-- BEGIN Raw records --

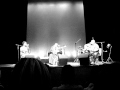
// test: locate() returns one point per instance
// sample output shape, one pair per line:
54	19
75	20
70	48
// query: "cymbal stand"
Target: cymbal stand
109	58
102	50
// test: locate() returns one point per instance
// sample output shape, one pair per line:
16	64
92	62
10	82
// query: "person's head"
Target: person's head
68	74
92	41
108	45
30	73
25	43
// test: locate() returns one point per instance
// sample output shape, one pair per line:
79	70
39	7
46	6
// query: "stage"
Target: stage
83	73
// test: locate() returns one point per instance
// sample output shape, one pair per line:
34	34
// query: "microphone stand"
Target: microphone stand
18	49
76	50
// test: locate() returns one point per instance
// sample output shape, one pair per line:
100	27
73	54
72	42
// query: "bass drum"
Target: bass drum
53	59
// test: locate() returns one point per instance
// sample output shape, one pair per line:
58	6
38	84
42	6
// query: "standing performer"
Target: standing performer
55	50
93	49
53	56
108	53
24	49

-- END Raw records --
-- BEGIN Raw records --

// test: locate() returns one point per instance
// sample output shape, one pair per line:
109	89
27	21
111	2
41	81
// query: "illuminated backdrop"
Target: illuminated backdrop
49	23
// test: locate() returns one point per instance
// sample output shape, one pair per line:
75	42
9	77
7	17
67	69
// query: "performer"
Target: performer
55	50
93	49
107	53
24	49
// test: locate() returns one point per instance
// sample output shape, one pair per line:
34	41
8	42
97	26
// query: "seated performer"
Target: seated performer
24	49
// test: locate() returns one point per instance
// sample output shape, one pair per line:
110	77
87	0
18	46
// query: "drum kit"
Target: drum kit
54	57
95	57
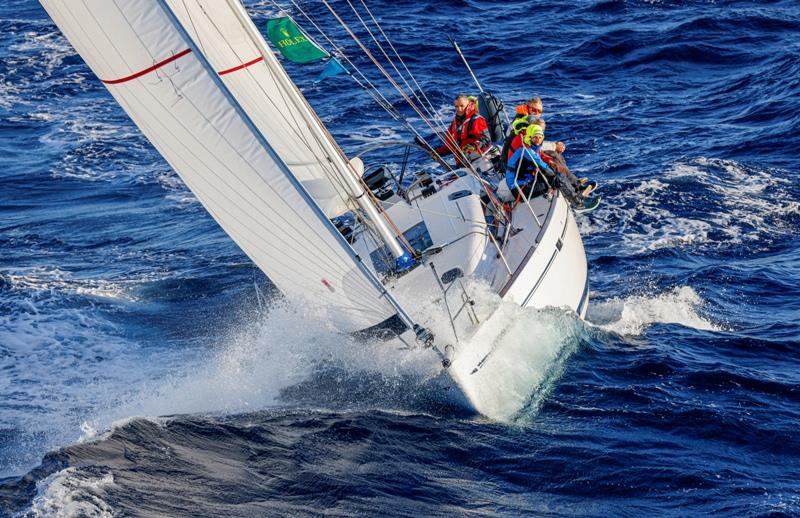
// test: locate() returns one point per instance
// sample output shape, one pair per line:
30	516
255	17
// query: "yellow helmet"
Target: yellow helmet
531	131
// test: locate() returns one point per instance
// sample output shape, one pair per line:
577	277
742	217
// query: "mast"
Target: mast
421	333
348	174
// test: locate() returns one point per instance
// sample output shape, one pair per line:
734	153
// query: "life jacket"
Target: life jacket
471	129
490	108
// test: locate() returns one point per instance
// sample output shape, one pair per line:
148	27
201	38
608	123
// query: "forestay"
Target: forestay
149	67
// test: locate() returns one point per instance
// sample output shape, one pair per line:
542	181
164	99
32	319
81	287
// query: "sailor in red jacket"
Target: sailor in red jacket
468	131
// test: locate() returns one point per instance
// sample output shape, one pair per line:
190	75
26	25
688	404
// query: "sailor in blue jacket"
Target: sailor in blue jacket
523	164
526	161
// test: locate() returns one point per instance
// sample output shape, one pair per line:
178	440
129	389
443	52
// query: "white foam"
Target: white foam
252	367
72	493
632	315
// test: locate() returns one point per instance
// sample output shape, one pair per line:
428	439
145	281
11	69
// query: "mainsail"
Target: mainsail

-- END Raw records --
-- BEGIN Raw records --

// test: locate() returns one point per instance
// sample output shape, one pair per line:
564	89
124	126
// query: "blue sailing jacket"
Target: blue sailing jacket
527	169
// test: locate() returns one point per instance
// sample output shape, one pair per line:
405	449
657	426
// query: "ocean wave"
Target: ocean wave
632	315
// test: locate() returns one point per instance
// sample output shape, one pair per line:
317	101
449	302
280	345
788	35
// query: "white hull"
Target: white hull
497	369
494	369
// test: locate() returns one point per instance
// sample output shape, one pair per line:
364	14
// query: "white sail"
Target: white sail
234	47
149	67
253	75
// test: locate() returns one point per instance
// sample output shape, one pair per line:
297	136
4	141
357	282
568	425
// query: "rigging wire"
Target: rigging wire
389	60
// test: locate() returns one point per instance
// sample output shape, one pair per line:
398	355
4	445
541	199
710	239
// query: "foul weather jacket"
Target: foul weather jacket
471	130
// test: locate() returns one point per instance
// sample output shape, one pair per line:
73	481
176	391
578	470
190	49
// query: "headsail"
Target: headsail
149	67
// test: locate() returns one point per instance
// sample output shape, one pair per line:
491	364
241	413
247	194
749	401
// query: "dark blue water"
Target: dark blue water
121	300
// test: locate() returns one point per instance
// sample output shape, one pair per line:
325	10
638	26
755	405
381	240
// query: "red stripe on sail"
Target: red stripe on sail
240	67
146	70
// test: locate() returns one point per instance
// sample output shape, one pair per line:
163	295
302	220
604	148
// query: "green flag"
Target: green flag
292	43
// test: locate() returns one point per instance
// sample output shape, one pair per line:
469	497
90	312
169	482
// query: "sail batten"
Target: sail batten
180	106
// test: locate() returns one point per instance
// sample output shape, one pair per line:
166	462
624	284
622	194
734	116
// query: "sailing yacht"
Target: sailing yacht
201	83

-- END Raw records --

■ **Set problem**: Filter the records above and copy out every line that contains the word "life".

■ **The answer**:
// query: "life jacket"
Target: life jacket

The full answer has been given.